(Image-grounded pointing data)
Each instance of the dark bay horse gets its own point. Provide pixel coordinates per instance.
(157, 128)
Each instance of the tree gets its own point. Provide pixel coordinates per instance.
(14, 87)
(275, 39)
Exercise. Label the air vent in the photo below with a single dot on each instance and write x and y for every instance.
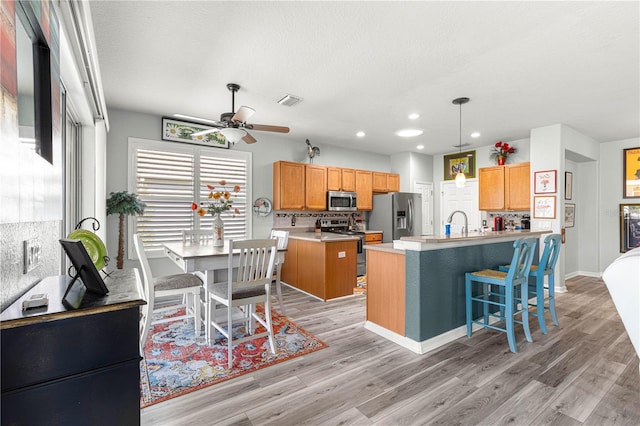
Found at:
(290, 100)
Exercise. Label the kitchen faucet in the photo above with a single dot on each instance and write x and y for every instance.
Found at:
(465, 228)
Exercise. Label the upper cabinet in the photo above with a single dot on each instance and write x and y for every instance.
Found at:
(504, 187)
(364, 188)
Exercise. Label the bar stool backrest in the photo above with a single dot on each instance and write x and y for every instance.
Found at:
(524, 250)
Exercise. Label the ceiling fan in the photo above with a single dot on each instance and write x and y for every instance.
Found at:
(233, 125)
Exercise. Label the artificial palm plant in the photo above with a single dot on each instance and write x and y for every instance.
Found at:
(123, 203)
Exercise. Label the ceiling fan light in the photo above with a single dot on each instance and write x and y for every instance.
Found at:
(232, 134)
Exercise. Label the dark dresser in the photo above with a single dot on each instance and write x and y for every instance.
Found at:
(73, 367)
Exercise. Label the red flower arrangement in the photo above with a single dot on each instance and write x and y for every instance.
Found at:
(220, 200)
(502, 150)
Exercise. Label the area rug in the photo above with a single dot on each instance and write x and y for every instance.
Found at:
(177, 362)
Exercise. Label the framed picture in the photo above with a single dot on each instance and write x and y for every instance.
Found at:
(569, 215)
(631, 170)
(545, 182)
(544, 207)
(182, 131)
(568, 185)
(629, 227)
(460, 161)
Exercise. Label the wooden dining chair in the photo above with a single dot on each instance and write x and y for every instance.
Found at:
(502, 292)
(187, 285)
(282, 238)
(250, 285)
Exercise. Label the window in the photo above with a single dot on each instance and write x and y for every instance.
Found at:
(168, 177)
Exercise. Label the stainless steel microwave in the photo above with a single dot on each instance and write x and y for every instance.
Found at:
(338, 201)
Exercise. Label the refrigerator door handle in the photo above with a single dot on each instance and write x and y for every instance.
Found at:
(410, 216)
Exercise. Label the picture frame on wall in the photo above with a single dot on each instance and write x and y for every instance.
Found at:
(544, 207)
(629, 227)
(569, 215)
(182, 131)
(545, 182)
(568, 185)
(460, 161)
(631, 170)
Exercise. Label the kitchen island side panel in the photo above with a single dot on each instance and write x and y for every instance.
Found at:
(435, 293)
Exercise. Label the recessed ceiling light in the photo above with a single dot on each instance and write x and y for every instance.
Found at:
(409, 133)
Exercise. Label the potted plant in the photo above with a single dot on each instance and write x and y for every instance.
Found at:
(123, 203)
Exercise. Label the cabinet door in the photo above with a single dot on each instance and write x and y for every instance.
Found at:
(364, 181)
(517, 184)
(393, 182)
(334, 179)
(491, 188)
(348, 180)
(379, 182)
(316, 187)
(288, 186)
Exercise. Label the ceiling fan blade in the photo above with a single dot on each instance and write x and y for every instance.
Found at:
(243, 114)
(267, 128)
(249, 139)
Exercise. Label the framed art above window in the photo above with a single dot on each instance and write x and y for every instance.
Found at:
(631, 170)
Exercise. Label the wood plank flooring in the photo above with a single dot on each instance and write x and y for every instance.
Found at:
(584, 372)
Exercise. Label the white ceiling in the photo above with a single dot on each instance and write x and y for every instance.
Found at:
(367, 65)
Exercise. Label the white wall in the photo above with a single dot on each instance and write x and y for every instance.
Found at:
(610, 178)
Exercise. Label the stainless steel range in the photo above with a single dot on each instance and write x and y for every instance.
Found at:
(341, 226)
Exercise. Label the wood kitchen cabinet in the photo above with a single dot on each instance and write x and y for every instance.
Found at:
(288, 185)
(504, 187)
(315, 187)
(364, 188)
(324, 269)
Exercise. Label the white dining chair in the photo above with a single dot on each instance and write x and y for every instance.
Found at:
(187, 285)
(249, 285)
(282, 238)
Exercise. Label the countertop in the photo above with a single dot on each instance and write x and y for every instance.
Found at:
(321, 237)
(435, 242)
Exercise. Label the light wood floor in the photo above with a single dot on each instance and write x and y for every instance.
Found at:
(583, 372)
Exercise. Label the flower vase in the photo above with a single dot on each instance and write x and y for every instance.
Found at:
(218, 231)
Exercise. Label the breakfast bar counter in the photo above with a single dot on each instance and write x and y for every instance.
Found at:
(415, 285)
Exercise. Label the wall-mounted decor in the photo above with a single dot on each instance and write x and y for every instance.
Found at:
(460, 161)
(629, 227)
(182, 131)
(544, 207)
(569, 215)
(631, 168)
(568, 185)
(545, 182)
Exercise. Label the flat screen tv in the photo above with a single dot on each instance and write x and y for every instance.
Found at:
(85, 270)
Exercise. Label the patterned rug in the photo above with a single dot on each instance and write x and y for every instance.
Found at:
(177, 362)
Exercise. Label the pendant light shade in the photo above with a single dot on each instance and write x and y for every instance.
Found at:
(461, 179)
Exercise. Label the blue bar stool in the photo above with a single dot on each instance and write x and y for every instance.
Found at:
(502, 290)
(546, 267)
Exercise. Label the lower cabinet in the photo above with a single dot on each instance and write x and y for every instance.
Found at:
(324, 269)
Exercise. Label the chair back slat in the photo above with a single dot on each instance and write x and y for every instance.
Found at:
(256, 262)
(524, 250)
(552, 244)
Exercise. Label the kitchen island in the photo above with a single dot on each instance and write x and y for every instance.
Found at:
(415, 285)
(321, 264)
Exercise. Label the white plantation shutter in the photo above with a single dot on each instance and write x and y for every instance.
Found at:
(168, 177)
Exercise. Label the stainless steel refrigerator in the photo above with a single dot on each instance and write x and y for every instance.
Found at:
(397, 214)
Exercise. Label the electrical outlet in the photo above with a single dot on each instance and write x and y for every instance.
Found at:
(31, 254)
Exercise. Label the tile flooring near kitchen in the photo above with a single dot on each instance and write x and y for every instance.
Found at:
(583, 372)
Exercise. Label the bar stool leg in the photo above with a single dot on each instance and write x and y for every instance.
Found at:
(552, 299)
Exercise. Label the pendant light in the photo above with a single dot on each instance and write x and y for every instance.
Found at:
(461, 179)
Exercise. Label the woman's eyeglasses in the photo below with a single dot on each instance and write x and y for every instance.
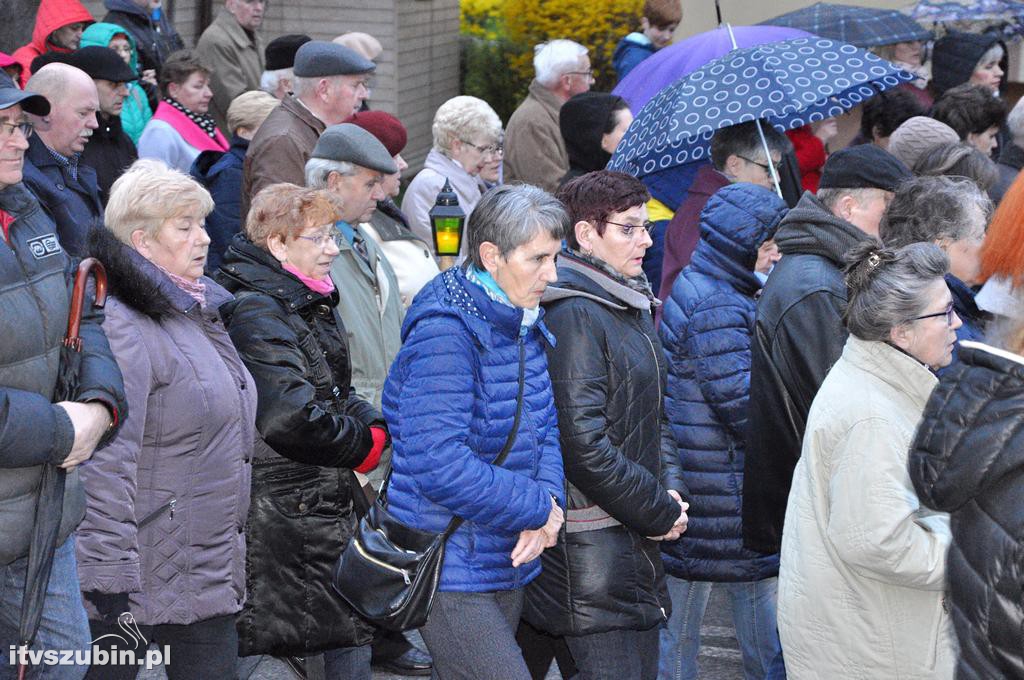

#### [THE TASK]
Quote each entry above verbatim and drop the pictures.

#### [SOLUTION TO THE PROBLEM]
Each instance of the dark bay horse gets its own point. Provide pixel coordinates per instance.
(157, 128)
Each instance of the tree gets its own point. Provide pixel coordinates per instance.
(14, 87)
(275, 39)
Exercise. Label the air vent in the photo below with a single dot on each instance and write x and y for every instance.
Found at:
(290, 100)
Exercise. Label the kitchen faucet in the photo above with a single dot on each instance and write x and y for every instance.
Found at:
(465, 228)
Exercise. Label the upper cabinet in the photo above with a single dot on each instance and write x and y for every instance.
Found at:
(504, 187)
(364, 188)
Exercise. Label the bar stool backrest in the photo above with a single dot on each instance and write x and y for every instance.
Found at:
(524, 250)
Exercise. Label the ceiling fan in the photo above with a single dot on each instance and write x and y for every instance.
Found at:
(233, 125)
Exercise. Label the artificial palm plant in the photo above with a single dot on each instance and write x and y for every instance.
Found at:
(123, 203)
Exercise. Label the ceiling fan light in the photo above with a single dot on each instance and write x and y for every instance.
Found at:
(232, 134)
Exercise. Label the dark dresser in the photo above with a single dot on each instance and write x and y for every instance.
Found at:
(73, 367)
Exercise. Label the red flower arrangement in the photo above with a single dot on each instance and write x and y for every instance.
Found at:
(220, 200)
(502, 150)
Exercise. Label the area rug in the photo above with a single dot on each instance and write x and y for every instance.
Found at:
(177, 362)
Exercise. Label the framed picture in the photo above with a single dot on each instance and write x and y for every instance.
Found at:
(569, 215)
(631, 170)
(545, 182)
(544, 207)
(182, 131)
(568, 185)
(629, 227)
(460, 161)
Exercise. Label the wooden dining chair in the photo above with a single dot on each instance and write x and y for every instance.
Found at:
(502, 292)
(187, 285)
(282, 238)
(250, 285)
Exercise. Label the window in the photo above with a single dot on each instance and write x and y for every instance.
Found at:
(168, 177)
Exercise. Label the stainless steel microwave in the photo above with a single dot on each instance and write x and y for every instance.
Found at:
(338, 201)
Exercise. Label the refrigerator door handle in the photo above with a single dot on each instance and write x and y for every instance.
Found at:
(410, 216)
Exercise. Label the picture frame on wall in the photo above with a single dot on each instance and write x and y for every instance.
Found at:
(544, 207)
(629, 227)
(569, 215)
(182, 131)
(545, 182)
(568, 185)
(460, 161)
(631, 170)
Exercise. Label the kitchen island side panel in the photo above with a single dot on each instance and write x and y for every instance.
Found at:
(435, 293)
Exercise. Label the recessed ceiling light in the photo above with a single dot on each instance and write x and y for every instance.
Found at:
(409, 133)
Exercise. Label the potted plant in the photo above with a single dot on each instance and write x and y for every instance.
Found at:
(123, 203)
Exercise. Label the cabinet door in the photo above with a single dot on each instance and write x and y for every instance.
Found at:
(364, 181)
(517, 184)
(393, 182)
(334, 179)
(491, 188)
(348, 180)
(379, 182)
(316, 187)
(288, 186)
Exercise. Label the ceiling fan blade in the photo above with a single dot on each instance and write x and y for every instance.
Found at:
(243, 114)
(267, 128)
(249, 139)
Exercise. Label the framed art above window in the photo above with a single dot on each instance and write x and y for every instance.
Found at:
(631, 170)
Exercise. Label the wood plank flooring in the photo above with a single dot on each instance and write x and y for every instance.
Found at:
(584, 372)
Exercise. Label the white ceiling in the photo above with a single dot on each instance and write x and y for every instance.
Found at:
(367, 65)
Exercise. Label the white wall in the photo above with a single dot on each instance and write x and y for every instance.
Found at:
(610, 178)
Exercise. Label the stainless steel range in the photo above with a single dot on each instance and write x and y for every instance.
Found at:
(341, 226)
Exercise. Label the wood kitchen cabinet in the photo above with a single dot on each instance and write x and y for every instance.
Found at:
(288, 185)
(504, 187)
(315, 187)
(364, 188)
(324, 269)
Exercise. Label the white dining chair in the photo above with a single dot on each instance and write x and y for every instance.
Found at:
(187, 285)
(249, 285)
(282, 238)
Exercise. Label the countertop in the photo above with a single dot on each instance and write x and y for every instance.
Found at:
(321, 237)
(435, 242)
Exercise. Label the light wood floor in the photo above with a single dot on each instance and write x and y for every instance.
Found at:
(583, 372)
Exercise. Label the flower vase in the photo above with a single dot on each instance and write x and y for every instance.
Found at:
(218, 231)
Exercise. Label the breakfast bar counter in the photo above with a single dot on each instance and write x and y for every instance.
Found at:
(415, 285)
Exercise. Label the wall-mounted decor in the photo above with a single dot on each instance and write x and y for every instance.
Found at:
(460, 161)
(629, 227)
(182, 131)
(544, 207)
(569, 215)
(631, 168)
(568, 185)
(545, 182)
Exercise. Label the flat screen tv in the photo above with a single dot on each instance and write x and y for every instance.
Found at:
(85, 270)
Exercise. Label the patterned rug in the photo above with a single dot on each instance and write x and y for every instance.
Found at:
(177, 362)
Exercise. Label the pendant light shade in the photo above with a single dot on each instance and write x and y for every instance.
Found at:
(461, 179)
Exercise. Label the blue bar stool in the photo above with a single dot on each instance and write x and y for every instance.
Found at:
(502, 290)
(546, 267)
Exercise. Label the lower cabinet in the photo above with a single dot on each instance and write x and y for every instance.
Found at:
(324, 269)
Exercise. Label the chair back slat in the photo above with a single dot on each instance and write x and y for every instance.
Found at:
(256, 262)
(524, 250)
(552, 244)
Exercise. Label the kitchen island in the photo above with a single dot on each instance and write x and y for every instance.
Found at:
(415, 285)
(321, 264)
Exercise. Label the white plantation shutter in the photo above with a single dot on each instance and write x and y for every instance.
Found at:
(168, 177)
Exercise. Label the stainless steel refrigerator in the photo above with a single dot on each instance and write x and y for every instance.
Found at:
(397, 214)
Exercise. Label the electrical outlet in the photo above with a single dot on each instance and write x and y for every instance.
Found at:
(31, 254)
Exercise. Label the tile flooring near kitchen in the photo above with a single dot on each instance and write x and y for every instance.
Found at:
(583, 372)
Exercise. Label the bar stool leg in the photo above with a single dot on each instance and write x and y for every instance.
Found at:
(552, 299)
Exercise. Label the pendant light in the photo above with a single dot on each instance and write x and y for every instance.
Found at:
(461, 179)
Exercise. Label the woman's eyeglasses in the photo below with a single dot on each instance and write x and y for every instance.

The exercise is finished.